**Exercise requirements**:
Starting at the line that contains "fire truck rear", transcribe each line exactly through the last line of the data. Include nothing else.

**Supplied material**:
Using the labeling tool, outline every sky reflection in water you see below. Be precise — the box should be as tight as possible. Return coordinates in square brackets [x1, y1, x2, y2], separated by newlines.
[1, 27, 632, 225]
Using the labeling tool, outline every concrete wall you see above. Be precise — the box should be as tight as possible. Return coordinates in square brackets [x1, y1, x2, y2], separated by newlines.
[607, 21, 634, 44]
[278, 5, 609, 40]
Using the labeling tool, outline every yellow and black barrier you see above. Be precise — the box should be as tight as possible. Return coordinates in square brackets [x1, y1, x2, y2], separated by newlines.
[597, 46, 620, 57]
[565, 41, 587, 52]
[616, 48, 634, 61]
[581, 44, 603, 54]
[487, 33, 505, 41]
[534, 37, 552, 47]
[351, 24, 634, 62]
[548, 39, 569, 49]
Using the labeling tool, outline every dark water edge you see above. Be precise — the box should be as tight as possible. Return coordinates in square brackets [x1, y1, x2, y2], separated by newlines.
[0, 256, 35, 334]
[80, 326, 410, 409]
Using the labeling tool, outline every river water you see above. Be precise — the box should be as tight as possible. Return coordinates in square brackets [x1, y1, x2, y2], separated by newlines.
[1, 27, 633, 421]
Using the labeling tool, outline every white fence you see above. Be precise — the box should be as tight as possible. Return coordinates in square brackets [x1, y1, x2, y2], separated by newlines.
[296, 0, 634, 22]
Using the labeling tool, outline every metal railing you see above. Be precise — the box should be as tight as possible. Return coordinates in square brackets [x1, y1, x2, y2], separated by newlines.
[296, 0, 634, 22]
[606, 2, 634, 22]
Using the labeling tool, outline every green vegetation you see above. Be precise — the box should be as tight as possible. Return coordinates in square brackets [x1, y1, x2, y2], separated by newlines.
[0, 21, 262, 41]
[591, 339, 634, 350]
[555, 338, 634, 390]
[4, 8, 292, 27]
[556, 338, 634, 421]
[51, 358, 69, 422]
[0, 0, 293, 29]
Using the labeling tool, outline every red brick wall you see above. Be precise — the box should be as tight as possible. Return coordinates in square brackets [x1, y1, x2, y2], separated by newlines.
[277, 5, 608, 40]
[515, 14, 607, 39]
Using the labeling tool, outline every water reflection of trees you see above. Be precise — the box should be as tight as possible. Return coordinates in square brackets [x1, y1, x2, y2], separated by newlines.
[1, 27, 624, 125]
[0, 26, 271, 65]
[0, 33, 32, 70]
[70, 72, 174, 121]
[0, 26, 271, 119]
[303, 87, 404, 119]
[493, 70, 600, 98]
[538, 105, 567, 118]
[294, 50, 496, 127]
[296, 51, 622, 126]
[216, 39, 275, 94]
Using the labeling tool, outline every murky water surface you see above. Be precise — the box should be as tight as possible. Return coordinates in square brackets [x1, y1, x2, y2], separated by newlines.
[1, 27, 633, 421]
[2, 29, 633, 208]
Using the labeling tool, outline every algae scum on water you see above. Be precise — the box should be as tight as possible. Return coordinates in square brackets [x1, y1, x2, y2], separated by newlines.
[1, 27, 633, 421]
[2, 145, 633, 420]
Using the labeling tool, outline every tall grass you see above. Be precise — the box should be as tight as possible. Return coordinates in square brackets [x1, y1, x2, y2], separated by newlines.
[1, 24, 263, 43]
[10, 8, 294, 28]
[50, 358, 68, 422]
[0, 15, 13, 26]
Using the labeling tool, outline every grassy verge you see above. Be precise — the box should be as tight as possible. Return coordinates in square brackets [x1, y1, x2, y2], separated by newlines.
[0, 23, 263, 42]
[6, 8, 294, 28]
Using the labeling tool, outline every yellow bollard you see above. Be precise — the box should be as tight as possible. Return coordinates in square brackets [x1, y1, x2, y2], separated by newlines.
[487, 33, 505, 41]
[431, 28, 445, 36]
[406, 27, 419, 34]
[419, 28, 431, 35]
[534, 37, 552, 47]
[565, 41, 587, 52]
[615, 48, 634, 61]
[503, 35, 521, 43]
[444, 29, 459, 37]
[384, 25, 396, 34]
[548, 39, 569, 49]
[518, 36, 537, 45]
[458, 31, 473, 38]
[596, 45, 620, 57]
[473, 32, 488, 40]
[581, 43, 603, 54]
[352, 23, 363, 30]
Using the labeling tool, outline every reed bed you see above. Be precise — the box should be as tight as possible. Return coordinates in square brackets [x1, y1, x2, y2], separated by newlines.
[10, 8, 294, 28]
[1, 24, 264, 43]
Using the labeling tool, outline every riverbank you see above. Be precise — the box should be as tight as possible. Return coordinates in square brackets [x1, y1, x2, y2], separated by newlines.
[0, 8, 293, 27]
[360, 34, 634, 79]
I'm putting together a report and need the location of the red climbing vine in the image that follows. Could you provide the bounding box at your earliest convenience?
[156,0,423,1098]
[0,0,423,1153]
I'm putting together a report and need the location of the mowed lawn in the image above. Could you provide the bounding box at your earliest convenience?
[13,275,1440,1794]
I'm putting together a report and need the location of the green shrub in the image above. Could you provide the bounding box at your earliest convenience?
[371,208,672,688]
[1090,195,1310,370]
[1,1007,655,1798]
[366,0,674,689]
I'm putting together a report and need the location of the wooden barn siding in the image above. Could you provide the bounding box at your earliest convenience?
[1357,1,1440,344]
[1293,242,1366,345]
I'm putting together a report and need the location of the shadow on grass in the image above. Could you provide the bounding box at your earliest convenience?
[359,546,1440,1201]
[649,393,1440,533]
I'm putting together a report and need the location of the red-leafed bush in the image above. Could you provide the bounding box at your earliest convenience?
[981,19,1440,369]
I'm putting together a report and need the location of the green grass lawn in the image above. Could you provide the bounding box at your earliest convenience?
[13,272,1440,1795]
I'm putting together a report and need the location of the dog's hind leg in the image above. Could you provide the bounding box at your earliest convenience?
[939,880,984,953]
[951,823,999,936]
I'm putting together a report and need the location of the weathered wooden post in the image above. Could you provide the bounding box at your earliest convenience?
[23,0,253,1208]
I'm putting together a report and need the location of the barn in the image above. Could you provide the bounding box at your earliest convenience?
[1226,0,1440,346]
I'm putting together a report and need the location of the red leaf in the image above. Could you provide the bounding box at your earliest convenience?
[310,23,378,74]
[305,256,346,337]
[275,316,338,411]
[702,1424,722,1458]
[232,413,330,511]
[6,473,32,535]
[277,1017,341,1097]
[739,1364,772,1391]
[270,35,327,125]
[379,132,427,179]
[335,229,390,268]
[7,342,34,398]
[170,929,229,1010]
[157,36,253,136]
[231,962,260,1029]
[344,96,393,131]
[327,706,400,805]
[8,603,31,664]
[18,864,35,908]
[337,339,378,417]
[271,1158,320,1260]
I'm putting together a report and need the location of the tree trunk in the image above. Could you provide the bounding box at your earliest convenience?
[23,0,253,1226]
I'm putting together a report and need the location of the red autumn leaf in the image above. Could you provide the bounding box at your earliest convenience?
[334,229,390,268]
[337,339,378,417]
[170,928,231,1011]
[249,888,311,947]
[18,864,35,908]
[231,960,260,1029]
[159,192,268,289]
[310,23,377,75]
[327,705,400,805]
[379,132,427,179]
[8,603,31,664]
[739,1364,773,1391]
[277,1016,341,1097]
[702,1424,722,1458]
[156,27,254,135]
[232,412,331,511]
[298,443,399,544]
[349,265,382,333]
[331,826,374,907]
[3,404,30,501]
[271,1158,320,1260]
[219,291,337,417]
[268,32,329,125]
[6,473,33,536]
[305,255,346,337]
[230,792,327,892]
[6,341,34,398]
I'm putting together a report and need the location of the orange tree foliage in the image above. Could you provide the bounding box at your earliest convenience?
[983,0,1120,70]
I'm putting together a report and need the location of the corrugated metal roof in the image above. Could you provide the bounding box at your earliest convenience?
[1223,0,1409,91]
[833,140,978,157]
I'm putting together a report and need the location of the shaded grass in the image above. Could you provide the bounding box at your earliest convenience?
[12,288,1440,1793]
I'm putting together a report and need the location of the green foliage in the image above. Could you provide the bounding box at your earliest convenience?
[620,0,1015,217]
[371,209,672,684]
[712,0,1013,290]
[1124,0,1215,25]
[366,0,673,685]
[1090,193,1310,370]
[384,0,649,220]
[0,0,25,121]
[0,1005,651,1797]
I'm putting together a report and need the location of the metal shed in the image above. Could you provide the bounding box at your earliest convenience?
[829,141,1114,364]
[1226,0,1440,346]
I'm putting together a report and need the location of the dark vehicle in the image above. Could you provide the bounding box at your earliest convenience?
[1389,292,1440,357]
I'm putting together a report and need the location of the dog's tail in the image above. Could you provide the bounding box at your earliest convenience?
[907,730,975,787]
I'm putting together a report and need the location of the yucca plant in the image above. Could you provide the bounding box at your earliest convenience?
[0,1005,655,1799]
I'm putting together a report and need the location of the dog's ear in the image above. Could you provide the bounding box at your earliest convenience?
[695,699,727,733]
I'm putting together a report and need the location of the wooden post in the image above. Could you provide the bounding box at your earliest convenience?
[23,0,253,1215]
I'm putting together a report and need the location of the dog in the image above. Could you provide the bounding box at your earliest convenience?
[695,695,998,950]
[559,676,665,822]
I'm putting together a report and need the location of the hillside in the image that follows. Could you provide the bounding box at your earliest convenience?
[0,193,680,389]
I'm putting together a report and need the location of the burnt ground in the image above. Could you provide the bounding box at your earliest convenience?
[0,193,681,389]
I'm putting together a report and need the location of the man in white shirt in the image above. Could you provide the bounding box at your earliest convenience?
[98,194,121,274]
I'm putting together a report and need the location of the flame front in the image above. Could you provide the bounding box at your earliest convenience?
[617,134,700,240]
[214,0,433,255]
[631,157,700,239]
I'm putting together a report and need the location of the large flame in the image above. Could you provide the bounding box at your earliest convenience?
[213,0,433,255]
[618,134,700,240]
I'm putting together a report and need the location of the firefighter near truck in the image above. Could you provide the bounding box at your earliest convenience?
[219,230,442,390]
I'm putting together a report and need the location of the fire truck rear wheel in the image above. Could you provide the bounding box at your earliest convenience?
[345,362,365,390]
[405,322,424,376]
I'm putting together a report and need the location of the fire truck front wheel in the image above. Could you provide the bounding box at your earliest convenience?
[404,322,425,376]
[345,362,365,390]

**Solution for this exercise**:
I'm putting together a report and need the location of the fire truck rear wheel in the image above. Could you provide the bounding box at your earliest convenience?
[345,362,365,390]
[405,322,424,376]
I'm putting together a report and need the location of the fire truck front wheel in the image above. Could you provide the bounding box at your earliest convenience?
[404,322,425,376]
[345,362,365,390]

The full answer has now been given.